→ What to produce
Find each line below containing the word "text" and copy it.

[Items from a dataset]

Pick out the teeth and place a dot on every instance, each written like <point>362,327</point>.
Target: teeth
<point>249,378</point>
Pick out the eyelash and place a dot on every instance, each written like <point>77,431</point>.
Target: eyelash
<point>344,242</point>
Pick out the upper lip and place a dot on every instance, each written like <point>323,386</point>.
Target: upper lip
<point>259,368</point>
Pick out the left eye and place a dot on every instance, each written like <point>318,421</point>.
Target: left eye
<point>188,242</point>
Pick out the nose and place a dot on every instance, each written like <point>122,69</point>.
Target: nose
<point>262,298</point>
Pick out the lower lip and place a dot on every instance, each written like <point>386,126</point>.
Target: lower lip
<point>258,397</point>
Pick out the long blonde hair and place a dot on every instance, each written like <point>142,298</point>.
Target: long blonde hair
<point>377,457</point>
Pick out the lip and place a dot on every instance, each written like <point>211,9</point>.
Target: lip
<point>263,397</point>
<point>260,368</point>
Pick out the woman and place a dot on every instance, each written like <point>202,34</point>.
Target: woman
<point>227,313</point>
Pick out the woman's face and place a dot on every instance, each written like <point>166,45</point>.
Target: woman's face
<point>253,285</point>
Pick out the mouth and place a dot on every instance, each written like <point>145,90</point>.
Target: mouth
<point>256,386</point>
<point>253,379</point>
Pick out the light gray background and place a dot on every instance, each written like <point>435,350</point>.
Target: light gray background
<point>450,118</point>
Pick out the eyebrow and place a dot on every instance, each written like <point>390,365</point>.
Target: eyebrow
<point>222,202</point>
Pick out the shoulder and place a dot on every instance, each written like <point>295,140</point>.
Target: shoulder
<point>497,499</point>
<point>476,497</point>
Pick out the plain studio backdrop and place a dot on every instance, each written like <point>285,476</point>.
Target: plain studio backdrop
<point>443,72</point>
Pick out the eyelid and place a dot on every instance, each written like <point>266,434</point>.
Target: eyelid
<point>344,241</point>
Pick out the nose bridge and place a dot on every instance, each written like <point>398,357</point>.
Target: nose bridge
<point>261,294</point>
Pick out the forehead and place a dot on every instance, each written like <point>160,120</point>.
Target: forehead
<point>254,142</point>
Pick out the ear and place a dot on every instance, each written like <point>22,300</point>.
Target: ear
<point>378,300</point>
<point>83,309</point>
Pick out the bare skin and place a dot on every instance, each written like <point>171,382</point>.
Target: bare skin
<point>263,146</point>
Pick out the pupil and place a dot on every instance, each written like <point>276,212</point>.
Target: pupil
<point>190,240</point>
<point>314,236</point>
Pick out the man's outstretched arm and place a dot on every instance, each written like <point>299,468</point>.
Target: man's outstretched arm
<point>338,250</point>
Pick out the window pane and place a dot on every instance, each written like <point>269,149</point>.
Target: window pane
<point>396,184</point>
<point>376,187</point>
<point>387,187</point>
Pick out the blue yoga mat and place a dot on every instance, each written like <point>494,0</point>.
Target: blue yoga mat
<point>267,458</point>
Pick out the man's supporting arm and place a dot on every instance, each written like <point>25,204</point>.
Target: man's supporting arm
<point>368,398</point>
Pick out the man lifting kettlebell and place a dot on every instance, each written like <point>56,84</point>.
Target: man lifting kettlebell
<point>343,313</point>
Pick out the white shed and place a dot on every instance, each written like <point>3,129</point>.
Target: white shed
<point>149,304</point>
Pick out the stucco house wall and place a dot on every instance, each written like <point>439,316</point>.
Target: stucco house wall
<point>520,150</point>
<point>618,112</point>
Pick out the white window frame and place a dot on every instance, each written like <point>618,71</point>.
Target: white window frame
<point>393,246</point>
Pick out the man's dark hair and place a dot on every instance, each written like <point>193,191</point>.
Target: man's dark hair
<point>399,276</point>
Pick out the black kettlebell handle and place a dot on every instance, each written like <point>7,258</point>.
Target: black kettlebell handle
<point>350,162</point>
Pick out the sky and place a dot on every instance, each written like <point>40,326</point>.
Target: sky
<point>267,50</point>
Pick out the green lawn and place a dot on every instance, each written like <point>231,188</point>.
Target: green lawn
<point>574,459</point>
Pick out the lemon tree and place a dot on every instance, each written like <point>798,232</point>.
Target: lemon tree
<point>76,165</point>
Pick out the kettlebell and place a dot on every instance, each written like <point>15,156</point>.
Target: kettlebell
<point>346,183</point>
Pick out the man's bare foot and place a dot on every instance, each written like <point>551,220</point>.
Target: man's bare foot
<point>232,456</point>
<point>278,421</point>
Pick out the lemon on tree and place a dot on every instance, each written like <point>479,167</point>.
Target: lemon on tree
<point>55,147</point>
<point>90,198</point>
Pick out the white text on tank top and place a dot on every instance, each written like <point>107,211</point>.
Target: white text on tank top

→ Finished exercise
Pick out the white text on tank top and place a dot on every instance, each written like <point>107,211</point>.
Target: white text on tank top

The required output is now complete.